* [Exercise requirements]:
1) Copy the health care comment word for word, everything from "Doctors and clinicians" down to "for the patient.".
2) Pick up the health care comment after its last sentence and continue it.

* [Document text]:
=== Begin Enclosure ===

Doctors and clinicians deciding just how much they're going to get paid. Not
subject to any kind of market or competitive force that may work toward an
equilibrium based on supply and demand. The government has said "Here's a
massive amount of money, fight among yourselves about who gets how much, good
luck".

Politics _is_ very much at play here, as it is in any system where the prices
are determined by committees or small groups instead of the free market. This
includes the current system in the US, which is effectively controlled by a
handful of paper pushers in the insurance industry, leeching billions out of
our system each year without providing any value and ever-inflating the costs
for the patient.

There's no reason health care has to be a distorted market. Free market
principles are applicable in health care as they are in any other field. While
it's true that people _need_ medicine to survive in many cases, people also
need food and groceries to survive, but we haven't had to nationalize a
grocery chain heretofore. There is enough competition in the space to keep
prices low. There would be ample competition in the medical space if we could
break the insurance cabals that currently exist.

=== End Enclosure ===

* [Extracted data]:
=== Begin Enclosure ===

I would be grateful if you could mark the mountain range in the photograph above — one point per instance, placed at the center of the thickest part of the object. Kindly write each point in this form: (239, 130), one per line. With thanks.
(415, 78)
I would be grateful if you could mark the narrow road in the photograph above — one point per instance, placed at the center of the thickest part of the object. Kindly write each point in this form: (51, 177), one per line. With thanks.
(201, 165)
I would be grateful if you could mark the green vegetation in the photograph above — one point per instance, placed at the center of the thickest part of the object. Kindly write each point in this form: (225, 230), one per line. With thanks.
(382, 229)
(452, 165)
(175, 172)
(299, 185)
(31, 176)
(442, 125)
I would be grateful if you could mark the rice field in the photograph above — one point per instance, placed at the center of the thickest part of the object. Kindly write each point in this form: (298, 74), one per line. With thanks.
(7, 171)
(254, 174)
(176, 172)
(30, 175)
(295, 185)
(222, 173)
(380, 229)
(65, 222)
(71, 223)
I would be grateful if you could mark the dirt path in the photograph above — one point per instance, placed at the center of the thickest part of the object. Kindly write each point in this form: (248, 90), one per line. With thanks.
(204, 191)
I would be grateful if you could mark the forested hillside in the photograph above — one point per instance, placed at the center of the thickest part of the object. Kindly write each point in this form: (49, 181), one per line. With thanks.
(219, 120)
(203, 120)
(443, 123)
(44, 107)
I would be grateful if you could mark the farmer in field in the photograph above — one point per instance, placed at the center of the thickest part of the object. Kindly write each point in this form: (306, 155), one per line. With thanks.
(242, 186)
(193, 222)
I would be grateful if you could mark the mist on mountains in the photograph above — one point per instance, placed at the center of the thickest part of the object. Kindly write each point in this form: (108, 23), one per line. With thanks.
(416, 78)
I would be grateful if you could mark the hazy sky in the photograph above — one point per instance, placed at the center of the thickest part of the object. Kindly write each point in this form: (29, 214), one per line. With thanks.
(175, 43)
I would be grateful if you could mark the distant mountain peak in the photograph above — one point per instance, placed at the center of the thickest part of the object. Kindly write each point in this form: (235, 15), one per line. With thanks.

=== End Enclosure ===

* [Responses]:
1)
Doctors and clinicians deciding just how much they're going to get paid. Not
subject to any kind of market or competitive force that may work toward an
equilibrium based on supply and demand. The government has said "Here's a
massive amount of money, fight among yourselves about who gets how much, good
luck".

Politics _is_ very much at play here, as it is in any system where the prices
are determined by committees or small groups instead of the free market. This
includes the current system in the US, which is effectively controlled by a
handful of paper pushers in the insurance industry, leeching billions out of
our system each year without providing any value and ever-inflating the costs
for the patient.

2)
The powers that be rather like our current system, and they _love_ it now that
the ACA has made it a crime to not purchase their product. They would
certainly also enjoy the "print money til the doctors are happy" system
proposed by many left-leaning persons. The one thing they're most afraid of is
the one thing that restores equilibrium and stops their ability to gouge,
which is real competition and a true free market undistorted by unfair
practices and insurance company leeches.

Non-catastrophic medical insurance should be outlawed and clients should have
to pay their doctors directly, forcing doctors to charge a reasonable amount
of money or have no clients, forcing suppliers to charge a reasonable amount
of money or have no customers, forcing medical schools to charge a reasonable
amount of money or have no students. We can't just keep saying "The expensive
way of doing this is easy and great, so let's just have the government pay for
it." Things must be self-sufficient.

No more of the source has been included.